··· Records provided

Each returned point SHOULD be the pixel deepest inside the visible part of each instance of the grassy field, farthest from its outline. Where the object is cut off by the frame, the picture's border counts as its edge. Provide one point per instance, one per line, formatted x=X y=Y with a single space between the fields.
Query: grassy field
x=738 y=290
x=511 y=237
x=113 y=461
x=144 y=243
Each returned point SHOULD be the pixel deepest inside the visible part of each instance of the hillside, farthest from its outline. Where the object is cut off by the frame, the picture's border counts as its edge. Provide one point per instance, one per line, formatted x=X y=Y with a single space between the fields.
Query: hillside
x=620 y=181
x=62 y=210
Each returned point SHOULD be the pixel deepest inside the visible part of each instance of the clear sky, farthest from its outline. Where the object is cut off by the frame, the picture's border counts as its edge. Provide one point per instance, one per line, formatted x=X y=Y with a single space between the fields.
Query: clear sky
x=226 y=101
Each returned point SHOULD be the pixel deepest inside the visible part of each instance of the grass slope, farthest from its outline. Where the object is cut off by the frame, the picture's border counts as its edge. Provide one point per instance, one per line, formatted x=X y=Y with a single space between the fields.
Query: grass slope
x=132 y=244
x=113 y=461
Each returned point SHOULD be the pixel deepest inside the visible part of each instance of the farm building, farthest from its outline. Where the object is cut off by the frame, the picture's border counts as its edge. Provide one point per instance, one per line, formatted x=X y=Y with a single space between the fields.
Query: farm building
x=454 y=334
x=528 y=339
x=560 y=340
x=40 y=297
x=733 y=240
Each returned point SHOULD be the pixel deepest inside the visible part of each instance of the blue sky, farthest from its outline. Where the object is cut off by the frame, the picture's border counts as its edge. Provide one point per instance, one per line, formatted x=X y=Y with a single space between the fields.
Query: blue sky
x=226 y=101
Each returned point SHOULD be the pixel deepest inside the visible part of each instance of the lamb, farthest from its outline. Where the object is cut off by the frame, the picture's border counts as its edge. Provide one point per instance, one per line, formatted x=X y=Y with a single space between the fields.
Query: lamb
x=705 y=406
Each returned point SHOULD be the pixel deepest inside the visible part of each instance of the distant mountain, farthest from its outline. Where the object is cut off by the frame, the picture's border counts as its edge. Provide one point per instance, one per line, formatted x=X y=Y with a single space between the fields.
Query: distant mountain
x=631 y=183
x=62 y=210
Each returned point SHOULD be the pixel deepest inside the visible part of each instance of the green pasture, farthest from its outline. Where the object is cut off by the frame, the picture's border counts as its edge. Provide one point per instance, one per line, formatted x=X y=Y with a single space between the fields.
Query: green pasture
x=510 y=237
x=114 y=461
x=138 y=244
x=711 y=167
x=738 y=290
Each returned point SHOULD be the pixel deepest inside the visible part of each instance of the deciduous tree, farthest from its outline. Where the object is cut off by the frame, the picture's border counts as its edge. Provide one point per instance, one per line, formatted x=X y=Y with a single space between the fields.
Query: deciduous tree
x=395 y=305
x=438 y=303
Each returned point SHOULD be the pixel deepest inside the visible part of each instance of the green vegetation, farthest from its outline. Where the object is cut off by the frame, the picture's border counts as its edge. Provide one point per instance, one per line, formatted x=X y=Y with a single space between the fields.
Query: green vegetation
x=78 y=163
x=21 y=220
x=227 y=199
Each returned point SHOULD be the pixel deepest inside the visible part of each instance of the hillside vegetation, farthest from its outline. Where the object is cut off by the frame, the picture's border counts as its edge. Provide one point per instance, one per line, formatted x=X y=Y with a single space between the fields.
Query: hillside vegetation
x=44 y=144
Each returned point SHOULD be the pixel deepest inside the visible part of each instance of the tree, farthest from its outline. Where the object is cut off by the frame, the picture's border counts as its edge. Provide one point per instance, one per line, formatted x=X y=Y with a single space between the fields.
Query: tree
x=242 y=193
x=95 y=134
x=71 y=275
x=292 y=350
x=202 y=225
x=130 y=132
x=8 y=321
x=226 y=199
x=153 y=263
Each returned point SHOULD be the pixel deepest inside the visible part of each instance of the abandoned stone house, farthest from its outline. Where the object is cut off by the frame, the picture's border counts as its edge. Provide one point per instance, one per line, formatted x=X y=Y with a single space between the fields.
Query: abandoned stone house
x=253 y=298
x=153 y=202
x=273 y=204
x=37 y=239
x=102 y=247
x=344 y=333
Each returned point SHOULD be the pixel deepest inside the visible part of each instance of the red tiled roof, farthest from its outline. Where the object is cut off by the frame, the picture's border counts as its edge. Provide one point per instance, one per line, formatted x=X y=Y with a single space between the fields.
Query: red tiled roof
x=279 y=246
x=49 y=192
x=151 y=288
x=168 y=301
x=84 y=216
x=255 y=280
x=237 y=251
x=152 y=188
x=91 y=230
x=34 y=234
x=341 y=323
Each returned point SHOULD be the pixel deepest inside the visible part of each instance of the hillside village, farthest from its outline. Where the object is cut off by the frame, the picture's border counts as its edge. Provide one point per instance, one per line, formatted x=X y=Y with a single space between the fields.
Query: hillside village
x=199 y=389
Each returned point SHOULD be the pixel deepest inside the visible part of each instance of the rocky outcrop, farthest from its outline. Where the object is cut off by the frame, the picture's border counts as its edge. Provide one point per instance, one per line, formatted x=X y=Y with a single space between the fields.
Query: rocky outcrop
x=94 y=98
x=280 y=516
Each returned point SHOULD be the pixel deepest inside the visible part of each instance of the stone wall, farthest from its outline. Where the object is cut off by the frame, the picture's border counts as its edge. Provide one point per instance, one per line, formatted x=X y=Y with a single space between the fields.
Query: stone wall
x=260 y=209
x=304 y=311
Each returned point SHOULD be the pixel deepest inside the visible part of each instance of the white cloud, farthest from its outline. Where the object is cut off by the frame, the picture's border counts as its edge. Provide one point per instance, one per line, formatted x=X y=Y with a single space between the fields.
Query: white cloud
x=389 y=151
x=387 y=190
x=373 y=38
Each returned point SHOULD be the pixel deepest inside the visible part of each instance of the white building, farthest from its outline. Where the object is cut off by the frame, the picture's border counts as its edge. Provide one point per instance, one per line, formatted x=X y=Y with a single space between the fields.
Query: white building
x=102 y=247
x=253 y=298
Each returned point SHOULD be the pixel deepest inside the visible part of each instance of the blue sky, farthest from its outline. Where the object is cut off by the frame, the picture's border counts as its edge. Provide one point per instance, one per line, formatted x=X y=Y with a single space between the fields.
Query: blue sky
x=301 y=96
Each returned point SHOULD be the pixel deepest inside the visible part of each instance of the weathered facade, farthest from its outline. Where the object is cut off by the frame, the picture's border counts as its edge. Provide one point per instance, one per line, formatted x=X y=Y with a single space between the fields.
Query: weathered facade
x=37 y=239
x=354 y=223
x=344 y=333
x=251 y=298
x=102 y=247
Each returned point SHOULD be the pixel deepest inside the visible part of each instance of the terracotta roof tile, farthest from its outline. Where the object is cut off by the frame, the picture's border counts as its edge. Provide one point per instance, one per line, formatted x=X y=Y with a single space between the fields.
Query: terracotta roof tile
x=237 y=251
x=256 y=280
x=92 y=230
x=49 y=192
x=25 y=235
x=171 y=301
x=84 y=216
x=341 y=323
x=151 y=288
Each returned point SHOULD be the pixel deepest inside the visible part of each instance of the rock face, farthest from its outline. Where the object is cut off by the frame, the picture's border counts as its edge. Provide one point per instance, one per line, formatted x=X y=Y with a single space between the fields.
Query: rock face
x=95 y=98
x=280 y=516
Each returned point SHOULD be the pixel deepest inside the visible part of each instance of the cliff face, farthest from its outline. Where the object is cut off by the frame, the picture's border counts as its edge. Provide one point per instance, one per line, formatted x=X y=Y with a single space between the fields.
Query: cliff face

······

- _Given request_:
Rewrite the entries from the line containing "of the distant" through the line containing "x=227 y=199", requests included, and offset every coordinate in the answers by adding 30 to it. Give only those lines.

- _Solution to this problem_:
Each returned point SHOULD be the pixel deepest inside the visible part of each instance of the distant mountain, farthest from its outline. Where the object is cut off by the frame, the picture's border counts as its edge. Provide one point per instance, one per line, formatted x=X y=Y with a single space between the fields.
Query: distant mountain
x=661 y=213
x=92 y=240
Each returned point SHOULD be the pixel deepest inside the visible part of each instance of the green pasture, farthest from its outline. Where the object is cut off by the frame, the picture's border counts as its edge. Provide one point per instance, one per line, formatted x=X y=Y with a single space between the fields.
Query: green pasture
x=540 y=267
x=144 y=491
x=168 y=274
x=741 y=197
x=768 y=320
Each returned point SHOULD be the pixel deepest inside the visible part of each instance of the deciduous tree, farthest from its outline. Where the object is cut off by the frame, the picture's border counts as its edge. Provide one point per instance, one per line, formatted x=X y=Y with a single space between the fields.
Query: deciduous tree
x=425 y=335
x=468 y=333
Each returned point SHOULD be the pixel deepest inside the visible part of each instance of the green vegetation, farthest from its outline. Where the object is cut off by the frame, the picture's border counts as its edge. Provide one point per instance, one per line, formatted x=X y=Y with a single space between the fields.
Query: green vegetation
x=108 y=193
x=51 y=250
x=257 y=229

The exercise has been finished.